'''

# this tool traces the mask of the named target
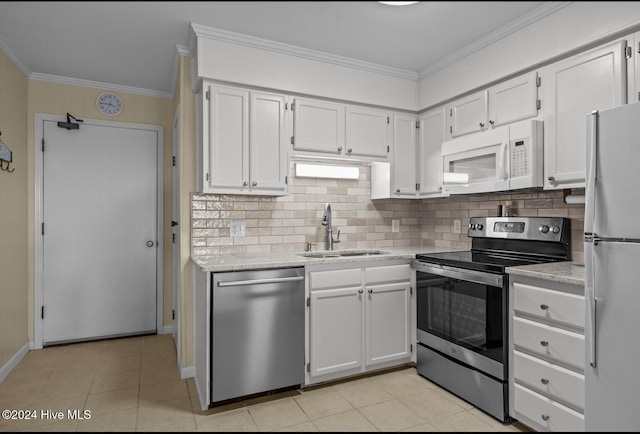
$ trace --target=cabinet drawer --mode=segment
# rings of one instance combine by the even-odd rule
[[[513,282],[513,308],[584,329],[584,296]]]
[[[513,318],[513,344],[584,372],[583,335],[516,317]]]
[[[410,278],[411,266],[409,264],[368,267],[364,270],[364,281],[367,284],[407,282]]]
[[[312,271],[309,273],[309,288],[328,289],[346,286],[360,286],[362,268],[349,268],[347,270]]]
[[[535,391],[584,410],[584,375],[515,351],[513,376]]]
[[[584,415],[552,399],[516,384],[513,405],[516,413],[549,431],[584,431]]]

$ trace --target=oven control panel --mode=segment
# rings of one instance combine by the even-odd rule
[[[559,242],[568,230],[569,219],[562,217],[472,217],[467,235]]]

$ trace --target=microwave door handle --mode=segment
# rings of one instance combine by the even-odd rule
[[[501,169],[502,173],[501,176],[499,176],[499,179],[504,179],[505,181],[507,179],[509,179],[509,176],[507,174],[507,146],[509,146],[509,143],[504,142],[502,144],[502,148],[500,149],[500,153],[502,154],[502,158],[500,159],[500,163],[498,163],[498,167]]]

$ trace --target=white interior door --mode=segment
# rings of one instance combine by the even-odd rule
[[[43,128],[43,343],[156,332],[158,132]]]

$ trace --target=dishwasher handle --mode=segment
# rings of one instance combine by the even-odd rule
[[[300,280],[304,280],[304,276],[275,277],[272,279],[233,280],[229,282],[218,282],[218,286],[220,288],[223,288],[229,286],[262,285],[264,283],[299,282]]]

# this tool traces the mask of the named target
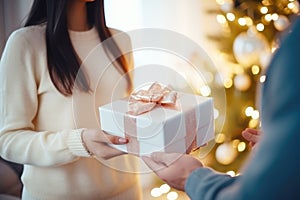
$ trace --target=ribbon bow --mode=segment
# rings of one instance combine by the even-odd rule
[[[162,106],[175,106],[176,100],[177,92],[155,82],[148,90],[139,90],[130,95],[128,113],[140,115],[149,112],[157,104]]]

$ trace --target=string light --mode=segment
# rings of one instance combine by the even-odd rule
[[[225,24],[227,21],[224,15],[217,15],[217,22],[220,24]]]
[[[263,6],[263,7],[260,8],[260,13],[261,13],[261,14],[267,14],[268,11],[269,11],[269,9],[268,9],[268,7],[266,7],[266,6]]]
[[[262,76],[259,78],[259,82],[264,83],[265,81],[266,81],[266,75],[262,75]]]
[[[250,17],[245,17],[245,20],[246,20],[246,25],[247,26],[252,26],[253,25],[253,21]]]
[[[265,25],[263,25],[262,23],[258,23],[258,24],[256,25],[256,29],[257,29],[258,31],[263,31],[263,30],[265,29]]]
[[[245,142],[240,142],[237,146],[238,152],[243,152],[246,149],[246,143]]]
[[[278,15],[277,13],[273,13],[273,14],[272,14],[272,19],[273,19],[274,21],[278,20],[278,18],[279,18],[279,15]]]
[[[288,8],[293,13],[299,13],[299,2],[298,1],[291,1],[291,3],[288,4]]]
[[[226,78],[226,79],[224,80],[224,87],[225,87],[225,88],[231,88],[232,85],[233,85],[232,79]]]
[[[162,195],[160,188],[153,188],[150,192],[152,197],[160,197]]]
[[[265,15],[265,20],[267,21],[267,22],[270,22],[270,21],[272,21],[272,15],[269,13],[269,14],[266,14]]]
[[[169,192],[167,194],[167,199],[168,200],[176,200],[178,198],[178,193],[177,192]]]
[[[233,13],[227,13],[226,17],[227,17],[228,21],[233,22],[235,20],[235,15]]]
[[[247,21],[246,21],[246,19],[244,17],[241,17],[241,18],[238,19],[238,23],[241,26],[246,26]]]
[[[216,2],[217,2],[217,4],[219,4],[219,5],[223,5],[225,2],[224,2],[224,0],[216,0]]]
[[[251,119],[248,124],[249,128],[256,128],[258,127],[258,125],[259,125],[259,120],[257,119]]]
[[[215,136],[215,141],[216,143],[223,143],[226,139],[226,135],[224,133],[218,133],[216,136]]]
[[[261,3],[262,3],[263,5],[265,5],[265,6],[269,6],[269,5],[270,5],[269,0],[263,0]]]
[[[252,119],[258,119],[259,118],[259,111],[258,110],[254,110],[252,112],[251,117],[252,117]]]
[[[204,85],[200,88],[200,94],[202,96],[208,97],[211,94],[211,89],[208,85]]]
[[[258,65],[252,65],[251,71],[252,71],[252,74],[253,74],[253,75],[257,75],[257,74],[259,74],[259,72],[260,72],[260,68],[259,68]]]
[[[226,172],[226,174],[228,174],[231,177],[234,177],[235,176],[235,171],[230,170],[230,171]]]
[[[247,117],[250,117],[250,116],[252,115],[253,111],[254,111],[254,108],[253,108],[253,107],[251,107],[251,106],[247,107],[247,108],[245,109],[245,114],[246,114],[246,116],[247,116]]]
[[[294,4],[294,2],[291,2],[291,3],[288,3],[287,7],[292,10],[296,7],[296,5]]]
[[[240,143],[240,140],[238,140],[238,139],[233,140],[232,141],[232,147],[236,149],[238,147],[239,143]]]
[[[160,192],[162,193],[162,194],[166,194],[166,193],[168,193],[170,190],[171,190],[171,187],[168,185],[168,184],[162,184],[160,187],[159,187],[159,189],[160,189]]]

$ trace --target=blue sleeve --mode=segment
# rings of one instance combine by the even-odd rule
[[[186,183],[191,199],[300,199],[299,42],[300,20],[294,23],[268,68],[262,90],[263,135],[243,175],[230,179],[199,169]]]
[[[200,168],[189,176],[185,191],[192,199],[216,199],[219,191],[233,185],[238,178],[217,173],[209,168]]]

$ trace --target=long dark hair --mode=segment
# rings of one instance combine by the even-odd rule
[[[53,84],[65,96],[72,95],[74,86],[82,91],[90,90],[88,78],[80,70],[80,61],[68,33],[66,15],[68,1],[34,0],[25,22],[25,27],[46,23],[48,70]],[[101,41],[111,37],[106,26],[103,1],[87,2],[88,23],[96,27]],[[130,70],[130,66],[115,41],[112,39],[108,41],[109,43],[104,43],[105,51],[116,58],[115,67],[125,74]],[[131,87],[130,80],[129,85]]]

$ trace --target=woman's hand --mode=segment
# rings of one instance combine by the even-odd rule
[[[187,154],[155,152],[151,157],[143,156],[142,159],[157,176],[182,191],[192,171],[203,167],[199,160]]]
[[[82,133],[82,142],[87,151],[97,158],[110,159],[125,153],[109,146],[109,144],[127,144],[128,139],[109,135],[98,129],[86,129]]]
[[[261,131],[252,128],[246,128],[242,132],[243,137],[249,142],[250,146],[253,148],[255,144],[259,141]]]

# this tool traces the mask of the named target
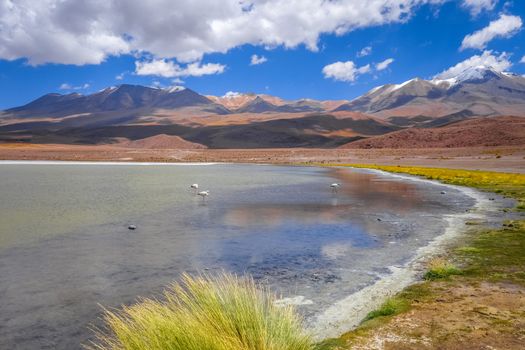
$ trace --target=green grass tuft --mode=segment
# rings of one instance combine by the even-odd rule
[[[162,300],[105,310],[106,330],[86,346],[97,350],[311,350],[291,306],[251,278],[184,275]]]
[[[525,220],[507,221],[501,229],[477,233],[470,249],[459,249],[464,275],[525,285]]]
[[[452,275],[460,275],[461,270],[445,259],[435,258],[429,263],[428,271],[425,273],[426,280],[438,280],[450,277]]]
[[[456,252],[460,254],[478,254],[481,253],[481,249],[476,247],[460,247],[456,249]]]
[[[408,303],[400,298],[389,298],[387,299],[383,305],[379,307],[379,309],[376,309],[374,311],[370,311],[368,315],[366,315],[364,321],[370,321],[377,317],[382,316],[392,316],[396,315],[398,313],[401,313],[405,310],[407,310],[409,307]]]

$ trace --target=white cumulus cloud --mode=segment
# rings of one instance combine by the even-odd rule
[[[323,67],[325,78],[352,82],[361,74],[370,72],[370,65],[357,67],[353,61],[335,62]]]
[[[219,63],[202,64],[200,62],[194,62],[188,64],[185,68],[183,68],[179,76],[200,77],[203,75],[221,74],[224,72],[225,68],[225,65]]]
[[[365,57],[372,53],[372,46],[363,47],[361,51],[357,53],[357,57]]]
[[[465,69],[470,67],[485,66],[492,67],[496,71],[503,72],[512,66],[509,61],[509,54],[503,52],[499,55],[493,54],[492,51],[484,51],[481,55],[474,55],[466,60],[459,62],[455,66],[448,68],[436,76],[439,79],[449,79],[459,75]]]
[[[250,58],[250,65],[251,66],[256,66],[258,64],[262,64],[264,62],[268,61],[268,59],[264,56],[257,56],[257,55],[252,55],[252,57]]]
[[[494,9],[498,0],[463,0],[461,6],[470,11],[472,16],[479,15],[482,11]]]
[[[164,78],[180,76],[180,66],[168,60],[136,61],[135,73],[137,75],[156,75]]]
[[[446,0],[0,0],[0,59],[98,64],[149,53],[195,62],[252,44],[305,45],[322,34],[406,22]]]
[[[393,58],[387,58],[386,60],[382,62],[376,63],[376,70],[380,71],[380,70],[387,69],[388,66],[392,64],[392,62],[394,62]]]
[[[137,75],[155,75],[164,78],[200,77],[203,75],[220,74],[226,66],[219,63],[193,62],[185,67],[166,59],[154,59],[150,61],[136,61],[135,73]]]
[[[82,84],[82,85],[71,85],[69,83],[62,83],[58,87],[60,90],[85,90],[88,89],[90,85],[88,83]]]
[[[481,30],[467,35],[461,43],[460,50],[484,49],[494,38],[509,38],[516,34],[522,26],[522,20],[518,16],[501,15],[497,20]]]
[[[393,58],[387,58],[384,61],[373,64],[373,67],[370,64],[357,67],[353,61],[338,61],[324,66],[323,75],[325,78],[353,82],[359,77],[359,75],[387,69],[392,62],[394,62]]]
[[[521,58],[520,63],[525,63],[525,56]]]
[[[105,13],[110,2],[0,0],[0,58],[43,63],[98,64],[130,51]]]

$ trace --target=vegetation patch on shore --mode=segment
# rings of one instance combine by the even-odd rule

'''

### EXERCISE AIM
Extract exactly and only the lines above from the line containing "dark hair --mode=segment" through the line containing "--target=woman's hand --mode=segment", both end lines included.

### EXERCISE SOLUTION
$ trace --target=long dark hair --mode=segment
# rings of one instance combine by the even-odd rule
[[[53,84],[65,96],[72,95],[74,86],[82,91],[90,90],[88,78],[80,70],[80,61],[68,33],[66,15],[68,1],[34,0],[25,22],[25,27],[46,23],[48,70]],[[101,41],[111,37],[106,26],[103,1],[87,2],[88,23],[96,27]],[[130,70],[130,66],[115,41],[112,39],[108,41],[109,43],[104,43],[105,51],[116,58],[115,67],[125,74]],[[131,87],[130,80],[129,85]]]

$ trace --target=woman's hand --mode=segment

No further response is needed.